Exercise: Pick out each line below that contains the word "logo", and copy every one of them.

Region labeling items:
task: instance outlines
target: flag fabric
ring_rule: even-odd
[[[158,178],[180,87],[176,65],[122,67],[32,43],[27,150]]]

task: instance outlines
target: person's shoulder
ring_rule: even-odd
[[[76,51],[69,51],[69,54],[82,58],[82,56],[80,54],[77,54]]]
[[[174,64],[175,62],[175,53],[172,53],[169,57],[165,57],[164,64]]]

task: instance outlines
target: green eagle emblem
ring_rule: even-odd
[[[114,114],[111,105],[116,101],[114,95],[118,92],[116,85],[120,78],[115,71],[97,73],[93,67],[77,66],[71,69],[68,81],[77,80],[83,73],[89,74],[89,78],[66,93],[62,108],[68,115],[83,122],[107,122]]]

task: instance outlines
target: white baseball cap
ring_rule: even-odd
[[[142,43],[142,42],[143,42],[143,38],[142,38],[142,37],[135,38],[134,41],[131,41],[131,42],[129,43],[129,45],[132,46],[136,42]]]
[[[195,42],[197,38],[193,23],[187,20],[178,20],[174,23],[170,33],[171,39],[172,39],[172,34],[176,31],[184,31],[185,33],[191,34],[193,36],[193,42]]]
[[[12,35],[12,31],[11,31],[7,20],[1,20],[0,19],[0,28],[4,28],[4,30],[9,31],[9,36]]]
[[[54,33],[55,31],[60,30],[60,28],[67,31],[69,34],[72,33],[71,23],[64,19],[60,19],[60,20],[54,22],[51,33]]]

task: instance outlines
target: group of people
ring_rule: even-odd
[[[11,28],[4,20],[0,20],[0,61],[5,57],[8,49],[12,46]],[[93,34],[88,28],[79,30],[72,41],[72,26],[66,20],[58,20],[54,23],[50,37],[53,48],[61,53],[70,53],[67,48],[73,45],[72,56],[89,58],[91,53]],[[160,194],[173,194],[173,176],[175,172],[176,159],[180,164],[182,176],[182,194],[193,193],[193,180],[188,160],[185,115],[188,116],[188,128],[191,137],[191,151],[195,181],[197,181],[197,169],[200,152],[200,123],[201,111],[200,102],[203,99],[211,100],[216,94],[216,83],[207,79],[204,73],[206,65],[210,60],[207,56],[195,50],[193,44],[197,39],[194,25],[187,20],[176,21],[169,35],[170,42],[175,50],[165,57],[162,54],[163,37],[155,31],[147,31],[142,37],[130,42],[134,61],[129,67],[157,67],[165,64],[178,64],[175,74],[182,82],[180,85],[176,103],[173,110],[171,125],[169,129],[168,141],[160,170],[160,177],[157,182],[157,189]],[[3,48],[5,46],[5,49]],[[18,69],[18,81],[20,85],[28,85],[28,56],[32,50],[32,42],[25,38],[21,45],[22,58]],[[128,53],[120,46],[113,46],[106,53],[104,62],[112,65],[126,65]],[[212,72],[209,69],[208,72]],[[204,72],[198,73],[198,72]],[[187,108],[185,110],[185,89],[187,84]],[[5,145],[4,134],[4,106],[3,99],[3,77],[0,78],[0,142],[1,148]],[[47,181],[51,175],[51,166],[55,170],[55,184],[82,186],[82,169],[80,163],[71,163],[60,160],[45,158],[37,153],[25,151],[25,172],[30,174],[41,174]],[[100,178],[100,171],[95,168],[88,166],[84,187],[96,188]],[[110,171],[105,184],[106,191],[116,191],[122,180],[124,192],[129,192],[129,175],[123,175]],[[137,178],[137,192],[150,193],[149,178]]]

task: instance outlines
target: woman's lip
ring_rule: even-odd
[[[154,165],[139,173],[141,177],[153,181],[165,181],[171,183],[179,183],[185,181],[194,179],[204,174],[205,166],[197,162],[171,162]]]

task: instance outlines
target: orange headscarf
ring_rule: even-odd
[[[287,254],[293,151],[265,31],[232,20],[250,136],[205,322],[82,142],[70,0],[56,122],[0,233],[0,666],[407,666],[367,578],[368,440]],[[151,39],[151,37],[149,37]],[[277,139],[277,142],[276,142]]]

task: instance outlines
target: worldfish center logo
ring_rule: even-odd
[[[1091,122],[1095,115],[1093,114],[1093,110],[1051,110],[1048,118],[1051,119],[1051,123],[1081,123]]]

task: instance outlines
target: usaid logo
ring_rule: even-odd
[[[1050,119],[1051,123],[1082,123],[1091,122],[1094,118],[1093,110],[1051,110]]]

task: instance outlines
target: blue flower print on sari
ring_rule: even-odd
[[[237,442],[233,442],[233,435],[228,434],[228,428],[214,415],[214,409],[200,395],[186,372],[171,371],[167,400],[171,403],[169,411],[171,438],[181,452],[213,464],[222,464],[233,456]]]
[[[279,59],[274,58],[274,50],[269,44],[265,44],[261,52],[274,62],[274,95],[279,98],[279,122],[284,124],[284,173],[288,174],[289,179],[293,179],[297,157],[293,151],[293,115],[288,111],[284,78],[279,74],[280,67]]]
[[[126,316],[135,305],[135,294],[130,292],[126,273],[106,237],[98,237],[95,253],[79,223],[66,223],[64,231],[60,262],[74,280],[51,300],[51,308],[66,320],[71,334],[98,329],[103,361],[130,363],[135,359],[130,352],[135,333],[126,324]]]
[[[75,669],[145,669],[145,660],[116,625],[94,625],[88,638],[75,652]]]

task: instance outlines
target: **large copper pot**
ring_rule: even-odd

Output below:
target: worldfish center logo
target: usaid logo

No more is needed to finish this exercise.